WHAT NEEDS TO BE DONE
Output all entries below exactly as they are given.

[Region pointing data]
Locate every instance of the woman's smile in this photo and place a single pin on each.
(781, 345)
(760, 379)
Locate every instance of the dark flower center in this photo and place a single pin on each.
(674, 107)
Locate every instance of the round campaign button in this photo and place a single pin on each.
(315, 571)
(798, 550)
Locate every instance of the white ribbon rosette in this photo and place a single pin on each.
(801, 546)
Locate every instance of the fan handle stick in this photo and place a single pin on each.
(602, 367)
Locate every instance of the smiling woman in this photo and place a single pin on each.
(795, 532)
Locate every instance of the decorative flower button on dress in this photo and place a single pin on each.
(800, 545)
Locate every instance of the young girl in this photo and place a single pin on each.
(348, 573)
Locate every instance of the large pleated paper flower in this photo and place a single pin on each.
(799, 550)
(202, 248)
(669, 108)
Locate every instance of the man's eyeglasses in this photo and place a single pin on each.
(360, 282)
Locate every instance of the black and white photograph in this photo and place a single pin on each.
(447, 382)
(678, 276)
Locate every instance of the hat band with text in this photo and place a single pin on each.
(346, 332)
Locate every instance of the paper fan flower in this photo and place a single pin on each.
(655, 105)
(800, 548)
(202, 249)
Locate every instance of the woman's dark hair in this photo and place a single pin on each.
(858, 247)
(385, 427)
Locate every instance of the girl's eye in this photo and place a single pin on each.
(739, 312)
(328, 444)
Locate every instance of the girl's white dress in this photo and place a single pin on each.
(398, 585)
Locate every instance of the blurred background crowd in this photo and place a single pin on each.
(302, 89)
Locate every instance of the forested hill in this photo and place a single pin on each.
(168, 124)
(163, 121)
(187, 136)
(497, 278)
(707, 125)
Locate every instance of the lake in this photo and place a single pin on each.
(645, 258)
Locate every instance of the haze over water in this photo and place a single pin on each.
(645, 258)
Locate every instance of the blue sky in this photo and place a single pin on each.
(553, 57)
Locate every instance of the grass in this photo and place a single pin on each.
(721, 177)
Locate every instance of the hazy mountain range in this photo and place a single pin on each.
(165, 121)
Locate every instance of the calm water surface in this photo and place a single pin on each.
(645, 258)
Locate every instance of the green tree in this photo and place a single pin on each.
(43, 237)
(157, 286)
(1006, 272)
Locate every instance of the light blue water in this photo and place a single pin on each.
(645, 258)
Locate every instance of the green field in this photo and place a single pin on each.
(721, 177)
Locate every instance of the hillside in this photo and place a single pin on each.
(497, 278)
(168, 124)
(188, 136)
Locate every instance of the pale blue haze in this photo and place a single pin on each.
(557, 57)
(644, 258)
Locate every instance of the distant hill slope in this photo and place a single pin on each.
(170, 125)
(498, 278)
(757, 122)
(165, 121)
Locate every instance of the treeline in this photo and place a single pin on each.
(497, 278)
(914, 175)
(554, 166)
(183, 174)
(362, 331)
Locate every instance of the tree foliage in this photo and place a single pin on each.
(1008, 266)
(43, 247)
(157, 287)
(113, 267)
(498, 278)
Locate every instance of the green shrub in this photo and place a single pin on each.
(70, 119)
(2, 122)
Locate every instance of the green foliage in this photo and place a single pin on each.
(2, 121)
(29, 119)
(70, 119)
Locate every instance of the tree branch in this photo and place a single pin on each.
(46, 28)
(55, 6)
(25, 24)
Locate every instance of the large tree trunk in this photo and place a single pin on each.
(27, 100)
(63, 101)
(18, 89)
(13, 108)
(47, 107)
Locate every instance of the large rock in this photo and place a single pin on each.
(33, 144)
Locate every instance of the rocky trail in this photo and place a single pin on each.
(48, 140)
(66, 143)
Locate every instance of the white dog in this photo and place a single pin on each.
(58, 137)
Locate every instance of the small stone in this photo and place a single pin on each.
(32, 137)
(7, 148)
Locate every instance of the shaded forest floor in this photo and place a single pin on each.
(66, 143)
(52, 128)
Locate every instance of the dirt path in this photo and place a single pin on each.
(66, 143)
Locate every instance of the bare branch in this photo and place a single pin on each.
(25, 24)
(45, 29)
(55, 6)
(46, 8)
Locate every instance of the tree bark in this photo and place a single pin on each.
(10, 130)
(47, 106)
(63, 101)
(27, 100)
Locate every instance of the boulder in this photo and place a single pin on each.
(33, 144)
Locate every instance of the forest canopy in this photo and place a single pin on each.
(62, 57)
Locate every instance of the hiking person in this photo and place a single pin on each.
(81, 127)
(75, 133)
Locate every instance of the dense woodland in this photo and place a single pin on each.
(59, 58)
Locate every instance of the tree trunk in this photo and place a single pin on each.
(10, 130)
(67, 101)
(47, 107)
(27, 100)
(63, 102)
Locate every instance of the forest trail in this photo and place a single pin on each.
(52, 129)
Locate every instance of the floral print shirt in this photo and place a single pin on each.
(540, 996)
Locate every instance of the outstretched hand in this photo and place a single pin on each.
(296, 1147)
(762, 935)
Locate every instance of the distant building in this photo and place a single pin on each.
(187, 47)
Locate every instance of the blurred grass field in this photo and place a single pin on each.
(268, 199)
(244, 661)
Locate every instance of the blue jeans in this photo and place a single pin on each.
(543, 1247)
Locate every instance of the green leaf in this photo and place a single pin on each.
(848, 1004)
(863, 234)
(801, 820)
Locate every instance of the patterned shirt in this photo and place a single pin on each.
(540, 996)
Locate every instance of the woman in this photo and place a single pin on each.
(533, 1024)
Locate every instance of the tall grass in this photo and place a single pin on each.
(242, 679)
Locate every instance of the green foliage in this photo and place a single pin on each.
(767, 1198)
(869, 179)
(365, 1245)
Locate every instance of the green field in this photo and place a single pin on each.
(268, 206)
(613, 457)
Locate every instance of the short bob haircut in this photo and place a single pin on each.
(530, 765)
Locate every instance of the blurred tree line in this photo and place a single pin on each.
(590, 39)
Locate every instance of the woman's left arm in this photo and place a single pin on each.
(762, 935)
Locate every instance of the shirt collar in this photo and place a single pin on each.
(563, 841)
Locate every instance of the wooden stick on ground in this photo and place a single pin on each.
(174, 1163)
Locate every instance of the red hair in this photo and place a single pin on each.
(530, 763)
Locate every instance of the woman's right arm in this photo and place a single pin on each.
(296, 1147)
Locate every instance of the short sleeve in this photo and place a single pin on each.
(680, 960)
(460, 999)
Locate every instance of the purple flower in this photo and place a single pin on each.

PROBLEM SOLUTION
Locate every instance of the woman's smile in this photo and place a single pin on each.
(781, 345)
(760, 379)
Locate every instance of the dark flower center in this photo and place a single pin on each.
(674, 107)
Locate every instance of the round campaign button in this photo and place a single pin on each.
(315, 571)
(798, 550)
Locate every instance of the white ribbon rosette in this photo and place a single pin on each.
(801, 546)
Locate every instance of the fan handle stick in this photo and place a single pin on each.
(602, 367)
Locate every instance of the smiling woman in this photo and place a single pin on each.
(795, 532)
Locate every instance of the decorative flower button on dress in this photo and place a single pin on each.
(800, 545)
Locate every instance of the young girl in this photo and place a single pin on each.
(348, 573)
Locate every instance of the large pleated paper flower in this photo and place a single pin on each.
(799, 550)
(202, 248)
(669, 108)
Locate every instance of the man's eyeglasses in this photo and place a single pin on each.
(360, 282)
Locate every instance of the black and white photograph in this photo and place a single pin on each.
(447, 382)
(678, 276)
Locate every instance of the hat band with text in this photo and place a single pin on each.
(346, 332)
Locate every instance of the paper fan flower in this photo and place a single pin on each.
(655, 105)
(800, 548)
(202, 249)
Locate every instance of the woman's dark hair in this photo and place a single pin on each.
(858, 247)
(385, 427)
Locate every instance of the girl's eye in this photo and place a single pin on each.
(739, 312)
(328, 444)
Locate every instance of the girl's white dress in this photo and place a single pin on each.
(398, 585)
Locate every instance of the blurred background crowd in this photo and place a single pin on each.
(302, 89)
Locate every instance of the forested hill in this photo and place a single pin on each.
(168, 124)
(163, 121)
(187, 136)
(497, 278)
(707, 125)
Locate every instance of the lake in this photo and place a single pin on each.
(645, 258)
Locate every instance of the haze over water in this photo and place a single pin on each.
(645, 258)
Locate every instance of the blue sky in this photo and place a single pin on each.
(553, 57)
Locate every instance of the grass in this photo and place a single pin on each.
(721, 177)
Locate every instance of the hazy mountain range in this photo and place a single pin on each.
(165, 121)
Locate every instance of the calm water surface in this photo and place a single pin on each.
(645, 258)
Locate every instance of the green tree in this photo and place a single pin on each.
(43, 237)
(157, 286)
(1006, 272)
Locate every instance of the light blue water in this photo and place a single pin on each.
(645, 258)
Locate every instance of the green field in this photo and place a single pin on each.
(721, 177)
Locate every instance of the hillside in this photo and place a single pin on each.
(497, 278)
(168, 124)
(188, 136)
Locate every instance of the pale blue haze in this photo and place a single pin on each.
(557, 57)
(644, 258)
Locate every instance of the distant hill slope in this photo and place a single pin on each.
(170, 125)
(498, 278)
(757, 122)
(165, 121)
Locate every instance of the treeline in this photo and place a single pin on each.
(497, 278)
(914, 175)
(554, 166)
(183, 174)
(362, 331)
Locate every instance of the tree foliage in this photo and place a single pin on each.
(1008, 266)
(43, 247)
(157, 287)
(113, 267)
(498, 278)
Locate every instance of the green shrub in this photo and place a single pin on each.
(70, 119)
(2, 122)
Locate every instance of the green foliage in this photo and place a single pin on each.
(2, 121)
(29, 119)
(70, 119)
Locate every instance of the tree branch in this photo and place a single pin on each.
(46, 28)
(55, 6)
(25, 24)
Locate every instance of the large tree trunk in this photo and place a single pin on each.
(27, 100)
(63, 101)
(18, 89)
(13, 108)
(47, 107)
Locate every instance of the large rock in this photo and place a single pin on each.
(33, 144)
Locate every instance of the rocky trail in this photo and place a single pin on each.
(48, 140)
(66, 143)
Locate every instance of the white dog in this photo and place a single pin on each.
(58, 137)
Locate every instance of the small stone in this photo and place a single pin on each.
(32, 137)
(7, 148)
Locate every instance of the shaded forest floor in this photo and place a single pin on each.
(66, 143)
(52, 128)
Locate every instance of the dirt path in this photo and place a single pin on each.
(66, 143)
Locate every instance of the bare branch in this photo and place a single pin on each.
(25, 24)
(45, 29)
(55, 6)
(46, 8)
Locate every instance of the tree bark in this photo and place a single pin on each.
(10, 130)
(47, 106)
(63, 101)
(27, 100)
Locate every instance of the boulder in this photo and place a single pin on each.
(33, 144)
Locate every instance of the forest canopy in this photo and place a single pin on each.
(62, 57)
Locate every instance of the hiking person in this photo and place a single pin on each.
(81, 127)
(75, 133)
Locate every instance of the dense woodland in this photo and place a single pin on each.
(59, 58)
Locate every instance of the tree trunk in this photo and place a single pin on each.
(10, 130)
(67, 101)
(47, 107)
(27, 100)
(63, 102)
Locate every instance of the forest trail in this photo and place a single pin on each.
(52, 129)
Locate every instance of the floral print shirt in this photo and place a single pin on each.
(540, 996)
Locate every instance of the outstretched hand in this photo and place a single pin on each.
(296, 1147)
(762, 935)
Locate every instance of the distant building in this photo and place a single pin on each.
(187, 47)
Locate every instance of the blurred grass field in this photo and place a single pin on each.
(268, 199)
(244, 661)
Locate every instance of the blue jeans in this photo and place a single pin on each.
(543, 1247)
Locate every instance of the green leaf in this photo and place a single pin on each.
(848, 1004)
(863, 234)
(801, 820)
Locate every instance of the patterned shirt in this photo and place a single pin on each.
(540, 996)
Locate every instance of the woman in this photo and place a single pin on each.
(533, 1024)
Locate every instance of the tall grass in this photo and place a single pin on each.
(242, 679)
Locate every instance of the green foliage in this photo and place a single pin on each.
(767, 1198)
(869, 179)
(365, 1245)
Locate every instance of the green field in this photo and place a single pin on each.
(268, 206)
(613, 457)
Locate every instance of the short bob haircut in this photo and place a single pin on each.
(530, 765)
Locate every instance of the blurred tree line in this photo and place a single pin on each.
(590, 39)
Locate every instance of the woman's left arm in this photo and place a single pin on each.
(762, 935)
Locate every instance of the shirt collar in this photo and place a single pin on each.
(563, 841)
Locate every instance of the wooden stick on ground in this photo and place a single pin on each.
(174, 1163)
Locate every instance of the red hair in this photo and place a single pin on each.
(530, 763)
Locate every instance of the woman's right arm in this photo and place a single pin on each.
(296, 1147)
Locate every instance of the short sleeve in this photo and place a single pin on each.
(680, 960)
(460, 999)
Locate every instance of the purple flower in this photo and place a single pin on each.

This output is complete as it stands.